Your instructions.
Please turn every line of the items below into a numbered list, skipping any blank lines.

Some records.
....

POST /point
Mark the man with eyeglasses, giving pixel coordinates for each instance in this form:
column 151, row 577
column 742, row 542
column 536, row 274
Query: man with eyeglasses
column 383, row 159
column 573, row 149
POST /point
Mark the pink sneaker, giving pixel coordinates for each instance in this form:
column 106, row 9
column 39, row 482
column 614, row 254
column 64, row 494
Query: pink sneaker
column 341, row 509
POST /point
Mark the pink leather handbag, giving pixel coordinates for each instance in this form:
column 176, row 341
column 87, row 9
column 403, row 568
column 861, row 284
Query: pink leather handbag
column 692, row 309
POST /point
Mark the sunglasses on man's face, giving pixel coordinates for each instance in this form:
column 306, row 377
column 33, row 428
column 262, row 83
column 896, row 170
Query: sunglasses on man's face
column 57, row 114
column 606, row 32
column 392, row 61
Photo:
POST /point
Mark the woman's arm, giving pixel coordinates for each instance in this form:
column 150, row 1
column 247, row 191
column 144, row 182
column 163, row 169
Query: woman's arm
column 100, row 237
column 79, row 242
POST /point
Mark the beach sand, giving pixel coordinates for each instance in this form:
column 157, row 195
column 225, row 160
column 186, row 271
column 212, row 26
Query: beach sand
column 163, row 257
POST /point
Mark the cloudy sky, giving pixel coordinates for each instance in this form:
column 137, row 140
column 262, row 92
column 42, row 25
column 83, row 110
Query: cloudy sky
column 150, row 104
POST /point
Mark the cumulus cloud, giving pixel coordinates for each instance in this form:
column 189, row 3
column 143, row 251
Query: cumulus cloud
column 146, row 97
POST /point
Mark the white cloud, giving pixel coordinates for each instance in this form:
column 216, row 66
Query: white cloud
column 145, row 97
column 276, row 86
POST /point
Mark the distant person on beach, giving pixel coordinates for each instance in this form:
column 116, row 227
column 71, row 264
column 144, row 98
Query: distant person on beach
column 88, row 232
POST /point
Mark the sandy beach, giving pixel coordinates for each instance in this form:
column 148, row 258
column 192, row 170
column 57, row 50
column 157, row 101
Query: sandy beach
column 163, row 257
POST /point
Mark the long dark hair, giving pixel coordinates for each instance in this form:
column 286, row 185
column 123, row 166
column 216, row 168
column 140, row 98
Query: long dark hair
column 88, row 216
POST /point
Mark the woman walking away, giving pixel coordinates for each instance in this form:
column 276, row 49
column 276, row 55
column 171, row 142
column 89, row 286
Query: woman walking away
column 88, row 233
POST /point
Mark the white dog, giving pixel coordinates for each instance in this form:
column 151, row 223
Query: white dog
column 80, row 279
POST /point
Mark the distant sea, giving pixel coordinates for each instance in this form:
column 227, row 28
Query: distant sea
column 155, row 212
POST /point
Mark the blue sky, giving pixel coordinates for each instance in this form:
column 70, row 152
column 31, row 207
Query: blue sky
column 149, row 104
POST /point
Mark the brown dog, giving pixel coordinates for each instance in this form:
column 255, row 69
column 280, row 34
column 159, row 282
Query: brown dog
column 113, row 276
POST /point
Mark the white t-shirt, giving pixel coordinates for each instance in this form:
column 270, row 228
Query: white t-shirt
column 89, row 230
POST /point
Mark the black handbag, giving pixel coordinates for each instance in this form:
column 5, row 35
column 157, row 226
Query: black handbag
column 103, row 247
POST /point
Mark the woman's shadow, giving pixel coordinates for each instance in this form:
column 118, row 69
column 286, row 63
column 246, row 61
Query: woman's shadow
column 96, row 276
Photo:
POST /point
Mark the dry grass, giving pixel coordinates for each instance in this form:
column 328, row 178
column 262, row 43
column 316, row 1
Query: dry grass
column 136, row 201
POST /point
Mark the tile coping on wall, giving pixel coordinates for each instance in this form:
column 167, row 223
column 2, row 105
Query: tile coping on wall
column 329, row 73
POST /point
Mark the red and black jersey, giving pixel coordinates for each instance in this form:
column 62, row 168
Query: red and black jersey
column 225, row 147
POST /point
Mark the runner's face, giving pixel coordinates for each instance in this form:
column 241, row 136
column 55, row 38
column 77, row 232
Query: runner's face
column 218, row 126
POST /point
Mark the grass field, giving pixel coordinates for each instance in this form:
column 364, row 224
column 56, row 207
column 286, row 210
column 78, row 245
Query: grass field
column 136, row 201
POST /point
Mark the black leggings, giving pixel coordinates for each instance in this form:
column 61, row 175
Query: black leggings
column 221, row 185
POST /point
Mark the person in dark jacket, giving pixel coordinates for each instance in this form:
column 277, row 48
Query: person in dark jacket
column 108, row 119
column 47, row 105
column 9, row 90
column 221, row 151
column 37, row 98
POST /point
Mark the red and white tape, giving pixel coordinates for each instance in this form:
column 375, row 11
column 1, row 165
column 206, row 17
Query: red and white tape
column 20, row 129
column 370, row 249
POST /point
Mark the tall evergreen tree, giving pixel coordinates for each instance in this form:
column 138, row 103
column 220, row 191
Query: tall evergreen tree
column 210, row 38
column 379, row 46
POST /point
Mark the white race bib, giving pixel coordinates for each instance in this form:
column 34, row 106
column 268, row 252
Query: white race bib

....

Answer in full.
1. POST /point
2. Mark the man with eyeglasses, giving pixel coordinates for each instance in this form:
3. column 151, row 577
4. column 742, row 542
5. column 536, row 274
6. Query: man with eyeglasses
7. column 383, row 159
8. column 573, row 149
9. POST /point
10. Mark the pink sneaker, giving pixel coordinates for each instance in this form:
11. column 106, row 9
12. column 39, row 482
13. column 614, row 254
14. column 64, row 494
15. Query: pink sneaker
16. column 341, row 509
17. POST /point
18. Mark the pink leather handbag, giving pixel coordinates for each instance in this form:
19. column 176, row 341
20. column 87, row 9
21. column 403, row 568
22. column 861, row 284
23. Query: pink leather handbag
24. column 692, row 309
25. POST /point
26. Mark the sunglasses on man's face, giving pixel coordinates for each instance in this form:
27. column 306, row 377
28. column 33, row 428
29. column 262, row 83
30. column 896, row 170
31. Query: sunglasses on man's face
32. column 57, row 114
33. column 606, row 32
34. column 392, row 61
35. Photo:
36. POST /point
37. Mark the woman's arm, giving pixel coordinates for each instance in this form:
38. column 150, row 1
39. column 247, row 191
40. column 144, row 182
41. column 163, row 169
42. Query: woman's arm
43. column 100, row 237
44. column 79, row 242
45. POST /point
46. Mark the beach sand, giving pixel coordinates for each instance in this form:
47. column 157, row 195
48. column 225, row 160
49. column 186, row 271
50. column 212, row 26
51. Query: beach sand
52. column 163, row 257
53. POST /point
54. Mark the cloudy sky, giving pixel coordinates for each instance in this form:
55. column 137, row 140
56. column 262, row 92
57. column 42, row 25
58. column 83, row 110
59. Query: cloudy sky
60. column 150, row 104
61. POST /point
62. Mark the cumulus cloud, giving pixel coordinates for each instance in this form:
63. column 189, row 3
64. column 143, row 251
65. Query: cumulus cloud
66. column 146, row 97
67. POST /point
68. Mark the white cloud, giving pixel coordinates for each instance in this form:
69. column 216, row 66
70. Query: white cloud
71. column 145, row 97
72. column 276, row 86
73. POST /point
74. Mark the distant person on beach, giving pixel coordinates for each instance in this form:
75. column 116, row 227
76. column 71, row 264
77. column 144, row 98
78. Query: distant person on beach
79. column 88, row 232
80. POST /point
81. Mark the sandy beach, giving pixel coordinates for each instance in this form:
82. column 148, row 258
83. column 192, row 170
84. column 57, row 50
85. column 157, row 101
86. Query: sandy beach
87. column 163, row 257
88. POST /point
89. Mark the long dark hair, giving pixel coordinates for each instance in this form:
90. column 286, row 185
91. column 123, row 166
92. column 216, row 168
93. column 140, row 98
94. Query: long dark hair
95. column 88, row 216
96. POST /point
97. Mark the woman walking away, giving pixel coordinates for each instance in this form:
98. column 276, row 49
99. column 276, row 55
100. column 171, row 142
101. column 89, row 286
102. Query: woman walking away
103. column 88, row 233
104. POST /point
105. Mark the white dog, giving pixel coordinates for each instance in this form:
106. column 151, row 223
107. Query: white dog
108. column 80, row 279
109. POST /point
110. Mark the distant sea, giving pixel coordinates for each instance in this form:
111. column 227, row 28
112. Query: distant sea
113. column 155, row 212
114. POST /point
115. Mark the blue sky, giving pixel coordinates for each instance in this form:
116. column 70, row 152
117. column 31, row 207
118. Query: blue sky
119. column 149, row 104
120. POST /point
121. Mark the brown dog, giving pixel coordinates for each instance in this form:
122. column 255, row 69
123. column 280, row 34
124. column 159, row 282
125. Query: brown dog
126. column 113, row 276
127. POST /point
128. Mark the white t-shirt, giving pixel coordinates for each instance in this form:
129. column 270, row 228
130. Query: white t-shirt
131. column 89, row 230
132. POST /point
133. Mark the black handbag, giving pixel coordinates for each instance in this form:
134. column 5, row 35
135. column 157, row 226
136. Query: black handbag
137. column 103, row 247
138. POST /point
139. Mark the woman's shadow, giving pixel coordinates for each instance in this form:
140. column 118, row 69
141. column 286, row 63
142. column 246, row 61
143. Query: woman's shadow
144. column 96, row 276
145. Photo:
146. POST /point
147. Mark the dry grass, giving pixel coordinates for each instance in this form:
148. column 328, row 178
149. column 262, row 43
150. column 316, row 1
151. Query: dry grass
152. column 136, row 201
153. POST /point
154. Mark the tile coping on wall, giving pixel coordinates for each instance in this form:
155. column 167, row 223
156. column 2, row 105
157. Query: tile coping on wall
158. column 329, row 73
159. POST /point
160. Mark the red and black jersey, giving pixel coordinates for each instance in this form:
161. column 62, row 168
162. Query: red and black jersey
163. column 225, row 147
164. POST /point
165. Mark the runner's face, giving pixel coordinates for each instance in this form:
166. column 241, row 136
167. column 55, row 38
168. column 77, row 232
169. Query: runner's face
170. column 218, row 126
171. POST /point
172. Mark the grass field, giving pixel coordinates for each instance in this form:
173. column 364, row 224
174. column 56, row 207
175. column 286, row 210
176. column 78, row 245
177. Query: grass field
178. column 136, row 201
179. POST /point
180. Mark the black leggings, giving pixel coordinates for each instance in this form:
181. column 61, row 175
182. Query: black leggings
183. column 221, row 185
184. POST /point
185. Mark the person in dark jacket, giving pixel coordinates for each instance in this form:
186. column 277, row 48
187. Query: person in dark jacket
188. column 108, row 119
189. column 47, row 105
190. column 9, row 90
191. column 221, row 151
192. column 37, row 98
193. POST /point
194. Mark the red and white tape, giving pixel coordinates for each instance in this form:
195. column 375, row 11
196. column 1, row 165
197. column 206, row 17
198. Query: red and white tape
199. column 20, row 129
200. column 370, row 249
201. POST /point
202. Mark the tall evergreen tree, giving pixel coordinates for each instance in this form:
203. column 138, row 103
204. column 220, row 191
205. Query: tall evergreen tree
206. column 210, row 38
207. column 379, row 46
208. POST /point
209. Mark the white race bib, giving pixel coordinates for each instance in this form:
210. column 34, row 106
211. column 268, row 252
212. Query: white race bib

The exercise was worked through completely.